- **What is needed**
Give again the line that contains "the cracked boulder", plus every line after it to the end of the records, unchanged.

- **Exercise data**
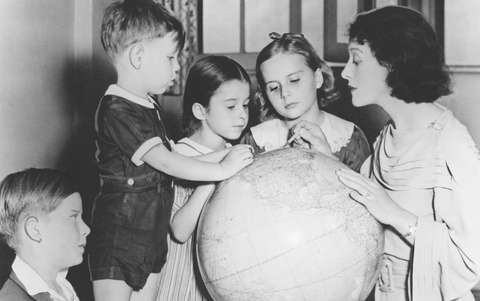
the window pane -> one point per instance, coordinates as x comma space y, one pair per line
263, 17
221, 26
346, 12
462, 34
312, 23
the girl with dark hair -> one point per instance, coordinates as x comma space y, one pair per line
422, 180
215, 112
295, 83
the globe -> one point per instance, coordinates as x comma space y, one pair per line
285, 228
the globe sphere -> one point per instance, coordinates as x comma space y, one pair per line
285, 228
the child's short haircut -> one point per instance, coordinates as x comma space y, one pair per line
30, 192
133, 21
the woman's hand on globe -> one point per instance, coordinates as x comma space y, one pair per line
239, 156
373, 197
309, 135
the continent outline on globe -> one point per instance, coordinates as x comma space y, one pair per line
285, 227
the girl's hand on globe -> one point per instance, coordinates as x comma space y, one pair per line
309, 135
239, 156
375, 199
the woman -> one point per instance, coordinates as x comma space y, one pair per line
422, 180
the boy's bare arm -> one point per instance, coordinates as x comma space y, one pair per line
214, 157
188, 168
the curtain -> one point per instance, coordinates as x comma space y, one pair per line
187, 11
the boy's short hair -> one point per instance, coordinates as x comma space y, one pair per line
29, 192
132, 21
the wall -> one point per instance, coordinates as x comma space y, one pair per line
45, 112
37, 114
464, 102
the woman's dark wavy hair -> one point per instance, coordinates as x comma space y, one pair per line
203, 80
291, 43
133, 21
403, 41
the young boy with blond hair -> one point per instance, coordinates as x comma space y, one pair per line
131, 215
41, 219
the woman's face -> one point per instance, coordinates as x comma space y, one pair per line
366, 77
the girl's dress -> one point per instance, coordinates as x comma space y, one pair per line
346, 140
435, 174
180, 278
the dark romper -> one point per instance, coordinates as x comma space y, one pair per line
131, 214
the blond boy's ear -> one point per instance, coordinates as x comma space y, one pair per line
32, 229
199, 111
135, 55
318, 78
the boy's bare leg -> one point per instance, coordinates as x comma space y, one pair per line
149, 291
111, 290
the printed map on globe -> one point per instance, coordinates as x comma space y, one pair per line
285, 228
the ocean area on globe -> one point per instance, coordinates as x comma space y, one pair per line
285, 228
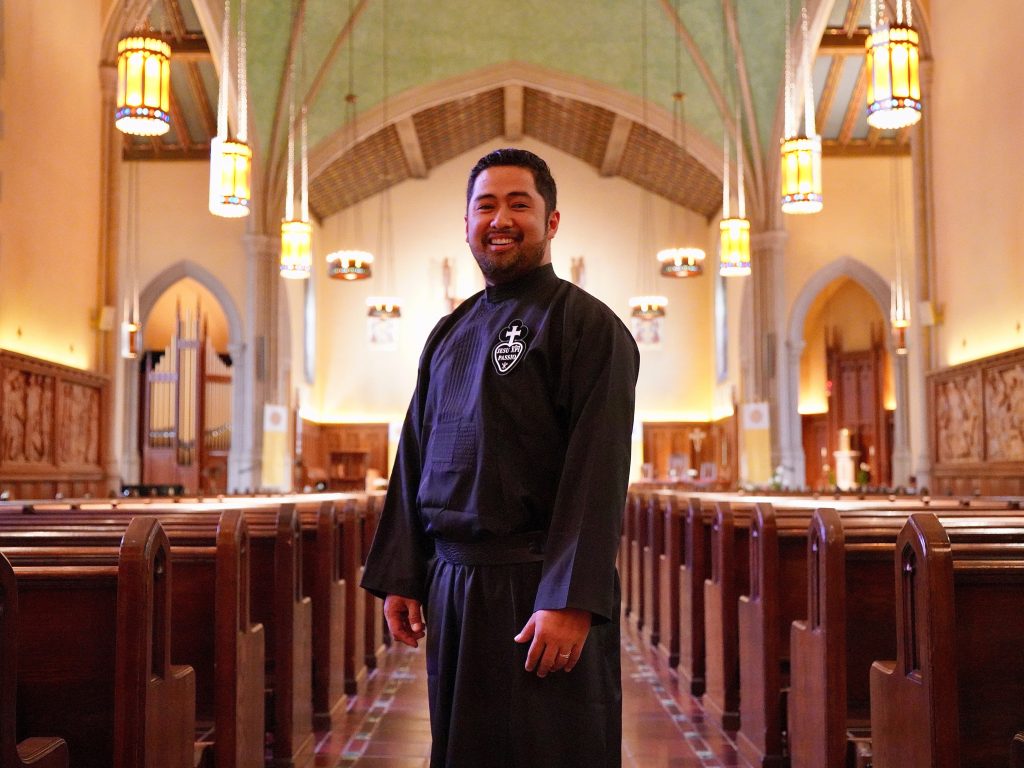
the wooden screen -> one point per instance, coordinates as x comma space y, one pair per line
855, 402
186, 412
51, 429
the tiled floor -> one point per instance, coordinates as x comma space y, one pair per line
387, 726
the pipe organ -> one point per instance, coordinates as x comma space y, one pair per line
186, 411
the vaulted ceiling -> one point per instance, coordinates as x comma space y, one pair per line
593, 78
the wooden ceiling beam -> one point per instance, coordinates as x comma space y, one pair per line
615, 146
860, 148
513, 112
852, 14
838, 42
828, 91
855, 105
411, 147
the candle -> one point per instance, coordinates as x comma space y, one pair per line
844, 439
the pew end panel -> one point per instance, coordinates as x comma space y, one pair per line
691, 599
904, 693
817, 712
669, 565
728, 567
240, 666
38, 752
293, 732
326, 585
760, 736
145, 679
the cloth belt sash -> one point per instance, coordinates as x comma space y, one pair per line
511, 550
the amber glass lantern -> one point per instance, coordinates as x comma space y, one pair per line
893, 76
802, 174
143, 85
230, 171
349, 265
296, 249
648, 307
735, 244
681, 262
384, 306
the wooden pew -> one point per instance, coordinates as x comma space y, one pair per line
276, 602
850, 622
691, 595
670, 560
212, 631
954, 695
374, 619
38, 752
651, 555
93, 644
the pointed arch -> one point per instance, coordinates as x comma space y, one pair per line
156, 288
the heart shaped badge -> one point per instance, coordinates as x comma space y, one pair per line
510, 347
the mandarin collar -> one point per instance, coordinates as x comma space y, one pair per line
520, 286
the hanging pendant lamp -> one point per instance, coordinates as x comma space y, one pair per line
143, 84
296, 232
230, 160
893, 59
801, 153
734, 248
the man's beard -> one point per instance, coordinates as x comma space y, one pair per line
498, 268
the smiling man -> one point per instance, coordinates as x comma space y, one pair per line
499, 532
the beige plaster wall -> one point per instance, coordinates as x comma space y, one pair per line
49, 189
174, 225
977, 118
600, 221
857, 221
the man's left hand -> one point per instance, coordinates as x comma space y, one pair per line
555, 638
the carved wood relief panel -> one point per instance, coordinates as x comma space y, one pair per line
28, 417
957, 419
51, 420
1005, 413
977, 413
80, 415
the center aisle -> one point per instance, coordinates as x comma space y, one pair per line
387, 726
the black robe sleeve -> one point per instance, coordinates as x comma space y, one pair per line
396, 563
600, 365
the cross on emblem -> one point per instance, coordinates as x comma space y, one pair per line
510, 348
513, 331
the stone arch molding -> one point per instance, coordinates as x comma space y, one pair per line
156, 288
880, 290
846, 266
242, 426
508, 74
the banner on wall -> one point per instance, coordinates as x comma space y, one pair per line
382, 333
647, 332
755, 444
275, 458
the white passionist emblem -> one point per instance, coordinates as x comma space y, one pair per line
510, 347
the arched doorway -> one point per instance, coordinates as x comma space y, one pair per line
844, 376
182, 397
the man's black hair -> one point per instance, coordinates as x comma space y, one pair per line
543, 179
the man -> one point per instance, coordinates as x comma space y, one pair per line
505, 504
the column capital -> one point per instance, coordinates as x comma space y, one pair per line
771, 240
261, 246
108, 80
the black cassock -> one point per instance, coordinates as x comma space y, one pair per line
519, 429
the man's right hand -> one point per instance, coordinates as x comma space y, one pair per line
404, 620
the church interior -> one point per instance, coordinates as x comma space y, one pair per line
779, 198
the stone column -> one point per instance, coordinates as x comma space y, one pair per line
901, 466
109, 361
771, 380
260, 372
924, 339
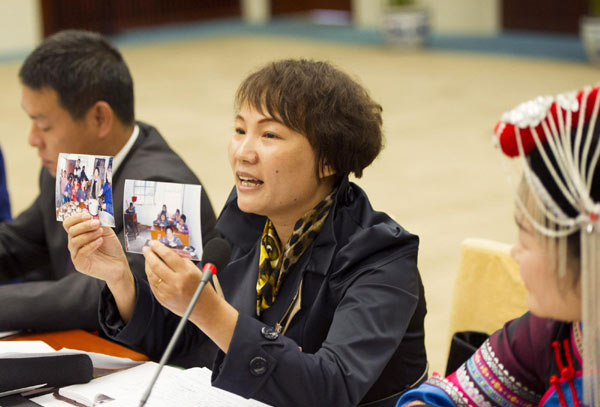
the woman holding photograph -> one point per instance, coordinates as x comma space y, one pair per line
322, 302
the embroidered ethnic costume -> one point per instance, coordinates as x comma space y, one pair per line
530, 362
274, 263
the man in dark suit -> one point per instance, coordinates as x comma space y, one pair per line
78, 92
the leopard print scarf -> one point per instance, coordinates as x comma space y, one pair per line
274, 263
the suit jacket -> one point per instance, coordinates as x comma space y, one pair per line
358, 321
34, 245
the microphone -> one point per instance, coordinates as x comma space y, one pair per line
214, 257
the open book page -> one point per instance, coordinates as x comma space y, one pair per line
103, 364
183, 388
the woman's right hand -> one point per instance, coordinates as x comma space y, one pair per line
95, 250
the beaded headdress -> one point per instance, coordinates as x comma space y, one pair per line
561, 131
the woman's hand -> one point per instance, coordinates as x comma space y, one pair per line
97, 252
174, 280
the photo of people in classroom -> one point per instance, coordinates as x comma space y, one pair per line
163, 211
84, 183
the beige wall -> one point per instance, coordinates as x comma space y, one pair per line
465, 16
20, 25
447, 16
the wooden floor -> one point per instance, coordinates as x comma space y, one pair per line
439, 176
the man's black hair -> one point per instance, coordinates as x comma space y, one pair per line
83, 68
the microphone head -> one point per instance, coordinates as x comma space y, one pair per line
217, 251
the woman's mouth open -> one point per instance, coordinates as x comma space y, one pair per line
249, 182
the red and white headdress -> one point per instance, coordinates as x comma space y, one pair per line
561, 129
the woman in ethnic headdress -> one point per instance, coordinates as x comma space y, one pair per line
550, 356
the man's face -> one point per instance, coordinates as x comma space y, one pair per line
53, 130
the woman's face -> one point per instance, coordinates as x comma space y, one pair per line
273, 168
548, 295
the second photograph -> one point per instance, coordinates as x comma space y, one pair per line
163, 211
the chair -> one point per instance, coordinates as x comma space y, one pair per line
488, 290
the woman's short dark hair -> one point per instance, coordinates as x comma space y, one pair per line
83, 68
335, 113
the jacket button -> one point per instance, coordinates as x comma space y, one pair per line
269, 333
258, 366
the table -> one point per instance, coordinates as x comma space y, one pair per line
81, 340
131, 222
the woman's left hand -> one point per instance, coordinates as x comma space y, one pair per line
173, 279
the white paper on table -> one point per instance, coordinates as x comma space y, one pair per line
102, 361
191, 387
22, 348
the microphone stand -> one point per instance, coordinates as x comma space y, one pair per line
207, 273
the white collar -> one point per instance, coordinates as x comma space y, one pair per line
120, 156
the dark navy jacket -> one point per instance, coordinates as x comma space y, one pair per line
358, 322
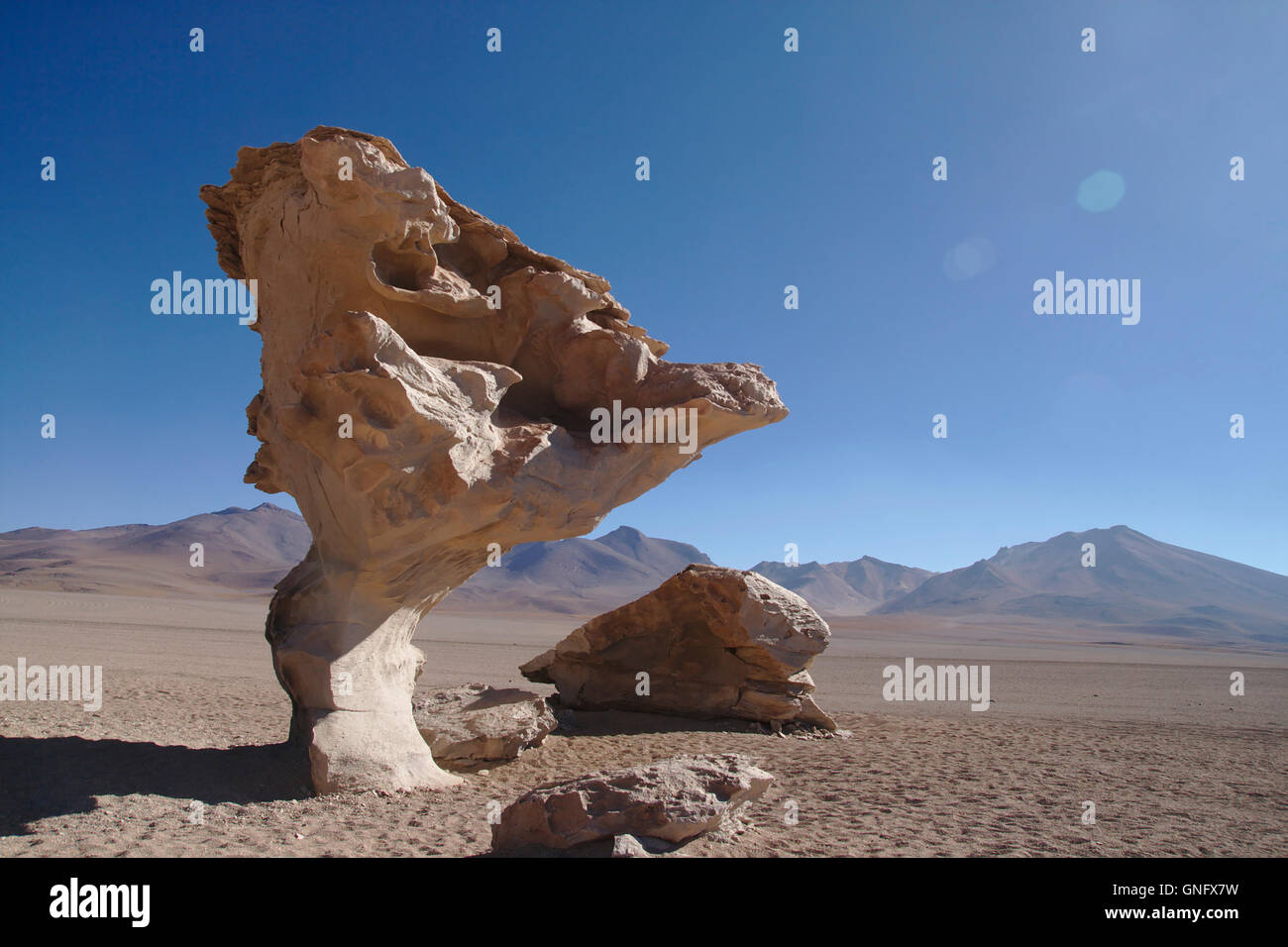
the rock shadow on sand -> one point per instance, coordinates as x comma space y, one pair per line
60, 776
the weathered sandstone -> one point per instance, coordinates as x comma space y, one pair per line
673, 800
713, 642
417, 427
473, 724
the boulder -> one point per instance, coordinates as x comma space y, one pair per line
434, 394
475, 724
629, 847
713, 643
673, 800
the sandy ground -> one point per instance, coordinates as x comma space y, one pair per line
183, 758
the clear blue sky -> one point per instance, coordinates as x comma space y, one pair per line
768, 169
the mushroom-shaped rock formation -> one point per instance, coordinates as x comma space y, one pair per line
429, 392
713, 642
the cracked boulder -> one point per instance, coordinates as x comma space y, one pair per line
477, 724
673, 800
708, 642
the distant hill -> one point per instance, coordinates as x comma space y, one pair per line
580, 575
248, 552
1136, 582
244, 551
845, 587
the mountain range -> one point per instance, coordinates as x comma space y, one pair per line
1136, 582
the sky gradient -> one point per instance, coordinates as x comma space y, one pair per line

- **Solution to the exercise**
the cracked boulder -> one point per instance, coordinates as x comma space y, one pair per line
477, 724
673, 800
708, 642
the distant hill -> one point per instance, coordinates as x comma space y, one pair per line
580, 575
248, 552
1136, 582
244, 551
845, 587
the mountain range -> one point per instance, coordinates as x comma space y, one pair per line
1136, 582
the sky gradient -> one point per instance, coordinates as x comma space y, one pair per line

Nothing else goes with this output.